Exercise materials >>
******

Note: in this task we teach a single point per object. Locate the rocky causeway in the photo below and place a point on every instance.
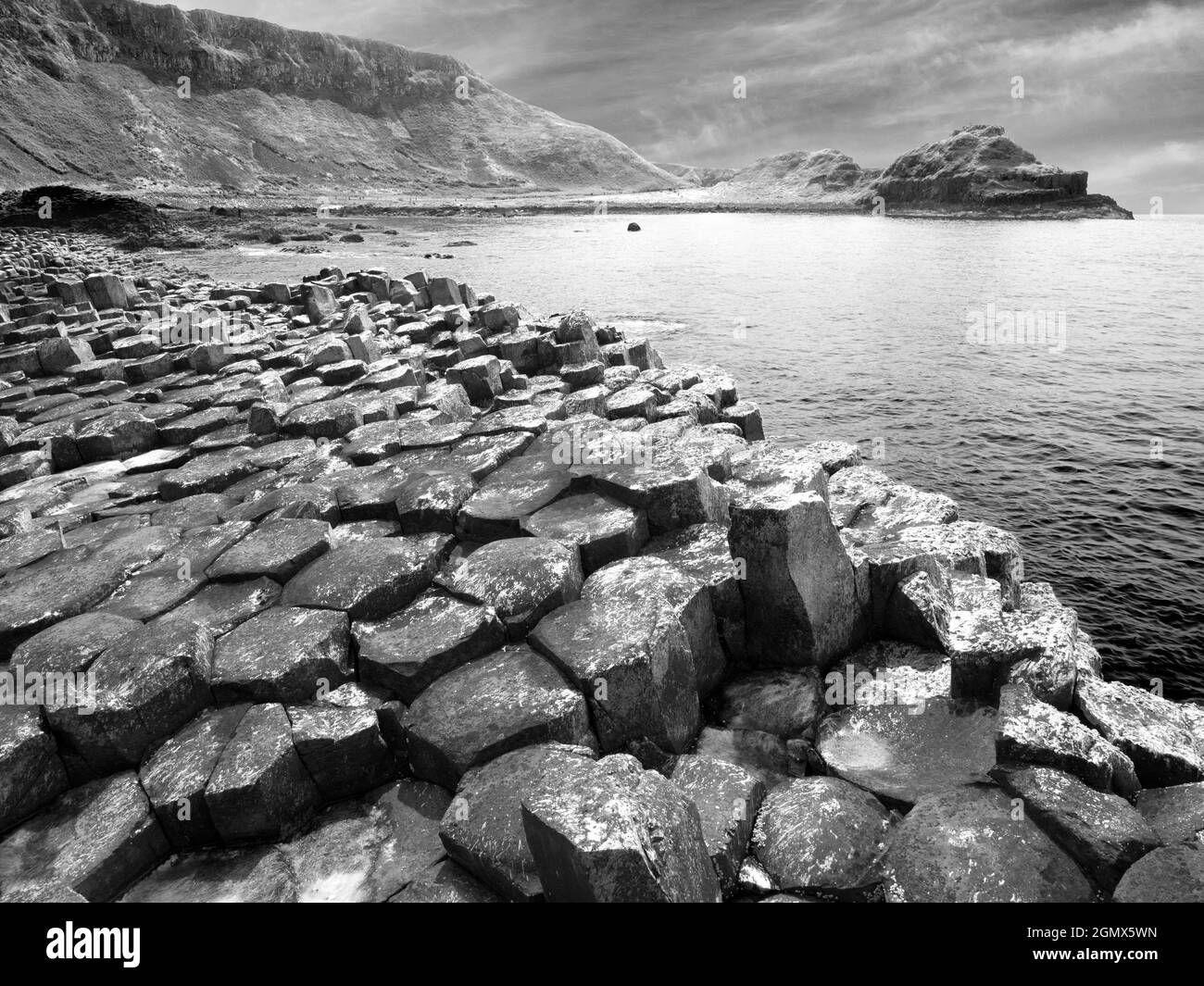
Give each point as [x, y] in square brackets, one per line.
[376, 586]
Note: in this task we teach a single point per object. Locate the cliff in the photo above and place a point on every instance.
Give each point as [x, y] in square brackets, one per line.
[89, 92]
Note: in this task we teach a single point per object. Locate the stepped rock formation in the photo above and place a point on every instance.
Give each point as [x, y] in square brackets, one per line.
[89, 93]
[975, 170]
[372, 588]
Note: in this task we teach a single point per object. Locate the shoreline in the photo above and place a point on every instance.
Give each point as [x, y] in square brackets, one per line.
[541, 507]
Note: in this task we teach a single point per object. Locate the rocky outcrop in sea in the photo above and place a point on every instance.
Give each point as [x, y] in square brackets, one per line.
[380, 588]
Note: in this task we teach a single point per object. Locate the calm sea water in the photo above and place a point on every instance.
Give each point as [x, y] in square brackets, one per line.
[1087, 444]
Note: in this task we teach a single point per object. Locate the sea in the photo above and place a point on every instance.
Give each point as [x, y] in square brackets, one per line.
[1048, 376]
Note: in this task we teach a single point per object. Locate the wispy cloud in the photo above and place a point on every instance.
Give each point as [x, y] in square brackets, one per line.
[1110, 85]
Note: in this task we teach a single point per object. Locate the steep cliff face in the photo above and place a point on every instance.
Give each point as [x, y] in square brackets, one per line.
[91, 89]
[979, 167]
[975, 170]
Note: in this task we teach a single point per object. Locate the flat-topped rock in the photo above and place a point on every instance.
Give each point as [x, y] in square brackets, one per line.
[619, 834]
[520, 580]
[483, 826]
[285, 654]
[492, 705]
[967, 845]
[371, 580]
[903, 753]
[820, 834]
[433, 636]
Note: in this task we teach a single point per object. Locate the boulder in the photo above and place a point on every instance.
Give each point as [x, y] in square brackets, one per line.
[821, 834]
[492, 705]
[285, 654]
[433, 636]
[619, 834]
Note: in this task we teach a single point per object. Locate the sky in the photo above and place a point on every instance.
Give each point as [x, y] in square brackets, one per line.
[1112, 87]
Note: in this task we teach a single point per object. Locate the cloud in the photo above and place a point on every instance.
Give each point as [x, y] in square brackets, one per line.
[1106, 81]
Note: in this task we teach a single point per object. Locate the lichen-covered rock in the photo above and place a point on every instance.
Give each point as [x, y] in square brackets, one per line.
[31, 774]
[277, 549]
[259, 788]
[1031, 730]
[971, 845]
[147, 685]
[371, 580]
[252, 876]
[342, 749]
[618, 834]
[483, 826]
[370, 849]
[95, 840]
[785, 702]
[820, 834]
[1102, 832]
[1150, 730]
[173, 777]
[520, 580]
[1175, 813]
[603, 529]
[445, 882]
[630, 656]
[727, 798]
[492, 705]
[762, 755]
[1169, 876]
[801, 605]
[285, 654]
[433, 636]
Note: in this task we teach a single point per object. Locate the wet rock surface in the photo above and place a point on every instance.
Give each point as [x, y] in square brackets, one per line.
[354, 595]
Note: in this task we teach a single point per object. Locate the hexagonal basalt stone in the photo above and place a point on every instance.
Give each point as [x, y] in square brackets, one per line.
[259, 788]
[176, 773]
[1031, 730]
[252, 876]
[445, 882]
[276, 549]
[72, 644]
[430, 500]
[902, 753]
[284, 654]
[371, 580]
[94, 840]
[727, 798]
[147, 685]
[626, 583]
[212, 472]
[513, 492]
[520, 580]
[1150, 730]
[1175, 813]
[508, 700]
[1169, 876]
[433, 636]
[784, 702]
[1102, 832]
[342, 749]
[968, 844]
[633, 658]
[602, 529]
[372, 848]
[618, 833]
[821, 834]
[31, 770]
[223, 605]
[483, 826]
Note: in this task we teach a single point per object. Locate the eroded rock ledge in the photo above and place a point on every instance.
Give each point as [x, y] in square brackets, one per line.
[382, 589]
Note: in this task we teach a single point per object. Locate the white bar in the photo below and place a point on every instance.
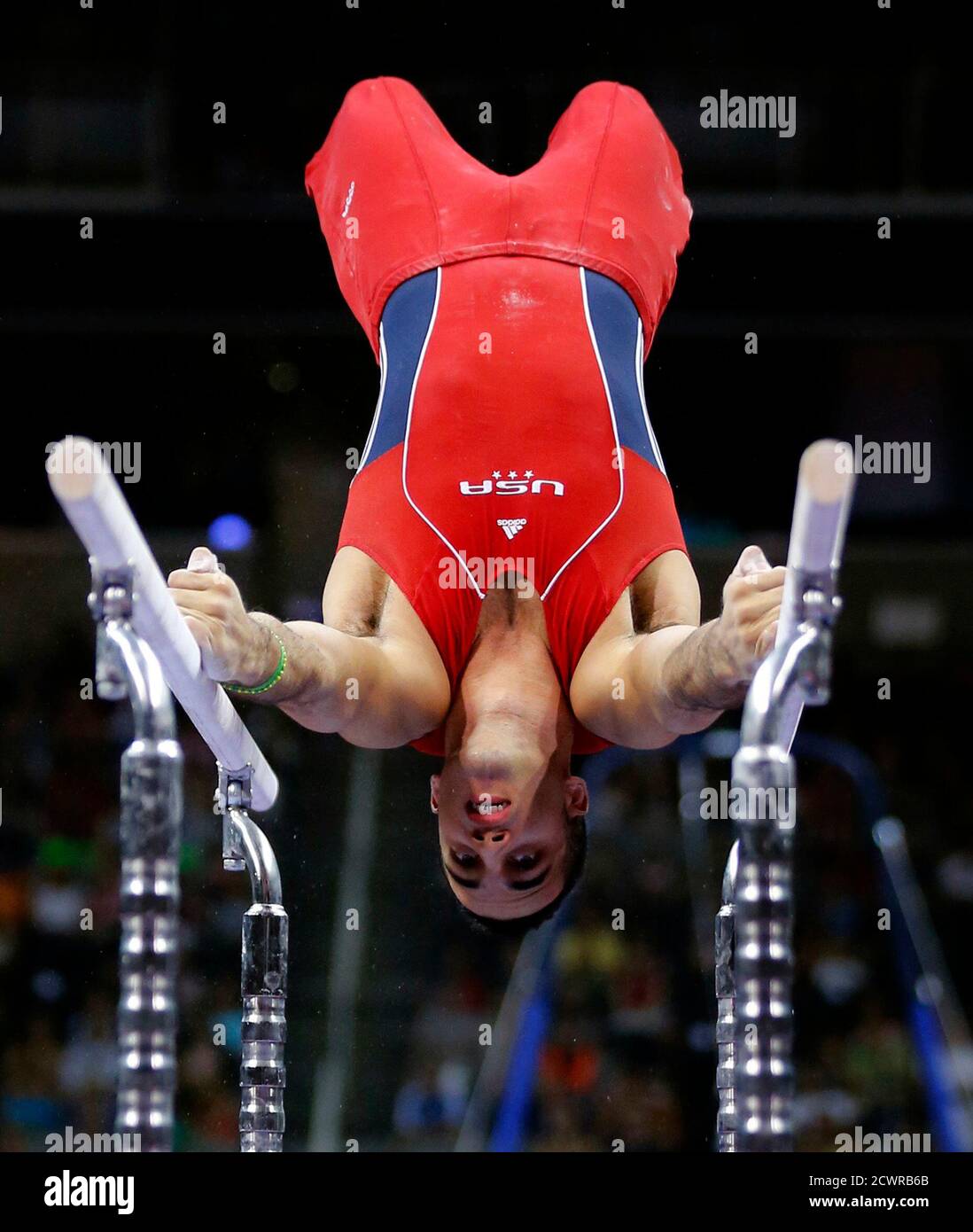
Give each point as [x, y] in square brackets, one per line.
[825, 483]
[92, 501]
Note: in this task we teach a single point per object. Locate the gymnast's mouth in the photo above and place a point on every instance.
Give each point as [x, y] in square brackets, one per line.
[488, 809]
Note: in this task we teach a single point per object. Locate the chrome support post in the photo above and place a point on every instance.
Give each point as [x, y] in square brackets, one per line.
[754, 929]
[264, 967]
[149, 840]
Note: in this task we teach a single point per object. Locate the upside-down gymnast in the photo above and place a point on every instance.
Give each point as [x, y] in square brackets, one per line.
[511, 584]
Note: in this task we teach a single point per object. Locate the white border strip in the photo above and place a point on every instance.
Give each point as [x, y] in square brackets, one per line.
[408, 429]
[619, 455]
[90, 496]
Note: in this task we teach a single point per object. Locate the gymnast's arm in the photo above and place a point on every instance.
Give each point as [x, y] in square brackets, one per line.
[376, 690]
[651, 673]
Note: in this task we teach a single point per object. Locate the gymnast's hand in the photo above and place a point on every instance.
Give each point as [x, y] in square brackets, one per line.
[231, 644]
[751, 604]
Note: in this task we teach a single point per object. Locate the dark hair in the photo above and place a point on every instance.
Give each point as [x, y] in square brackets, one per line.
[523, 924]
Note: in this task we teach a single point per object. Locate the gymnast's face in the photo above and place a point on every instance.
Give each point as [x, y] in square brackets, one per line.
[502, 831]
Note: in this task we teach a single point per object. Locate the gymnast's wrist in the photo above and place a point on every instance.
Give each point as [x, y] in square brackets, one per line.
[264, 663]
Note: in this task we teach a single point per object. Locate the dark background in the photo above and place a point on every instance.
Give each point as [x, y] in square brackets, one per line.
[198, 228]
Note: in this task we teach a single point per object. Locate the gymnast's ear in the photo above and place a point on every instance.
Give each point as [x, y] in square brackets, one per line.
[575, 796]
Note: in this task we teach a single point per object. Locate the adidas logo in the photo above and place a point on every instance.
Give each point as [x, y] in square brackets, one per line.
[511, 526]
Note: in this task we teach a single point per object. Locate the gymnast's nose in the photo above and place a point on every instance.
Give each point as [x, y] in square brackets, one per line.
[494, 834]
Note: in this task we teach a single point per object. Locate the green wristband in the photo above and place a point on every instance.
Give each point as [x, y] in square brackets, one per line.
[249, 690]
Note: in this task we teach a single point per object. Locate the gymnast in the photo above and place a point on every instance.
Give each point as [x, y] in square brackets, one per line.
[511, 585]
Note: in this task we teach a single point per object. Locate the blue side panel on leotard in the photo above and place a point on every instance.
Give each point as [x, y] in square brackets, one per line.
[404, 325]
[615, 324]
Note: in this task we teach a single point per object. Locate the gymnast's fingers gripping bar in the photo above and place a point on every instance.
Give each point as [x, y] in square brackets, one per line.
[825, 484]
[94, 504]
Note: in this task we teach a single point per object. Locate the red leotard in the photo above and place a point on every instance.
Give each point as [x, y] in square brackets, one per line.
[510, 316]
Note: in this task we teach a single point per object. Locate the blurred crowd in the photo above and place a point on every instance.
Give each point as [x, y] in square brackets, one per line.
[59, 928]
[627, 1062]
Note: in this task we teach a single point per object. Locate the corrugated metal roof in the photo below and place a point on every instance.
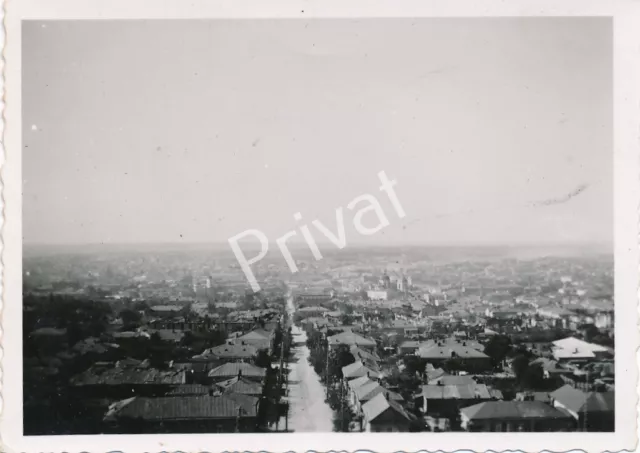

******

What is asked >> Report how many lines of the items above contain the string "below", counting only matches with the same capitalization. Give the number alone.

Exercise solution >> 3